> _Quoted text_

The Imperfection of the Past Social Aggregates: In Sri Aurobindo’s view, to understand the future it would be useful to study the past to understand the nature of social aggregations. According to Sri Aurobindo, if we look at the nature of past aggregates in a broad sweep we find that nature of aggregates has in the past been determined by the tendency of human being to dominate and destroy. The unequal opportunities for the progress of humanity have created the domination and exploitative ethos. However, the way to the future lies in perfection of social aggregates that need to purge the exploitative impulse and create an ethos of harmonisation of the multiple strands of social consciousness. He states:
“the final aim of Nature in human life cannot be the exploitation of the many by the few or even of the few by the many, can never be the perfection of some at the cost of the abject submergence and ignorant subjection of the bulk of humanity; these can only be transient devices. Therefore we see that such dominations bear always in them the seed of their own destruction. They must pass either by the ejection or destruction of the exploiting element or else by a fusion and equalisation. We see in Europe and America that the dominant Brahmin and the dominant Kshatriya have been either abolished or are on the point of subsidence into equality with the general mass. Two rigidly separate classes alone remain, the dominant propertied class and the labourer, and all the most significant movements of the day have for their purpose the abolition of this last superiority.” (Sri Aurobindo, 1997, pp.287-288)
The Inadequacy of the State Idea
The way to understand the complexity of lines of future societal evolution is to understand the relationship of the Individual and the social aggregates. To quote him:
In the relations between the individual and the group, this constant tendency of Nature appears as the strife between two equally deep-rooted human tendencies, individualism and collectivism. On one side is the engrossing authority, perfection and development of the State, on the other the distinctive freedom, perfection and development of the individual man. The State idea, the small or the vast living machine, and the human idea, the more and more distinct and luminous Person, the increasing God, stand in perpetual opposition.” (Sri Aurobindo, 1997, pp.291-292)
According to Sri Aurobindo the aim of any social formation is to afford the individual maximum opportunities for self-development and rich varied expression. While the formation of social aggregates is a gregarious impulse of humanity, the mass collective consciousness is in its nature inferior to the free action of the individual. The need for collective ordering of human life has given rise to the idea of the ‘State’ that governs and rules the life of the collective. However, the idea of ‘State’ is often riddled with inadequacies in terms of the kind of opportunities that it affords individual growth. Sri Aurobindo reflects on the nature of the organised State:
“The organised State is neither the best mind of the nation nor is it even the sum of the communal energies. It leaves out of its organised action and suppresses or unduly depresses the working force and thinking mind of important minorities, often of those which represent that which is best in the present and that which is developing for the future. It is a collective egoism much inferior to the best of which the community is capable.” (Sri Aurobindo, 1997, p.301-302)

> _Source excerpt_
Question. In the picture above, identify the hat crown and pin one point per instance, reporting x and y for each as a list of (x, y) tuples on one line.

> _Problem set_
1. In the text on Sri Aurobindo's social thought, could you write out the passage starting at "The Inadequacy of" and ending at "Aurobindo, 1997, pp.291-292)", swapping "State" for "Government"?
2. Answer these questions from the text on Sri Aurobindo's social thought:
(a) Which two rigidly separate classes does the quoted passage say remain in Europe and America?
(b) What two human tendencies are named as being in strife in the relations between the individual and the group?
(c) How does the final quotation describe the organised State in its last sentence?
This material comes from a separate source, unrelated to the text on Sri Aurobindo's social thought.

> _Answers to the tasks_
1.
The Inadequacy of the Government Idea
The way to understand the complexity of lines of future societal evolution is to understand the relationship of the Individual and the social aggregates. To quote him:
In the relations between the individual and the group, this constant tendency of Nature appears as the strife between two equally deep-rooted human tendencies, individualism and collectivism. On one side is the engrossing authority, perfection and development of the Government, on the other the distinctive freedom, perfection and development of the individual man. The Government idea, the small or the vast living machine, and the human idea, the more and more distinct and luminous Person, the increasing God, stand in perpetual opposition.” (Sri Aurobindo, 1997, pp.291-292)

2.
(a) The dominant propertied class and the labourer.
(b) Individualism and collectivism.
(c) As a collective egoism much inferior to the best of which the community is capable.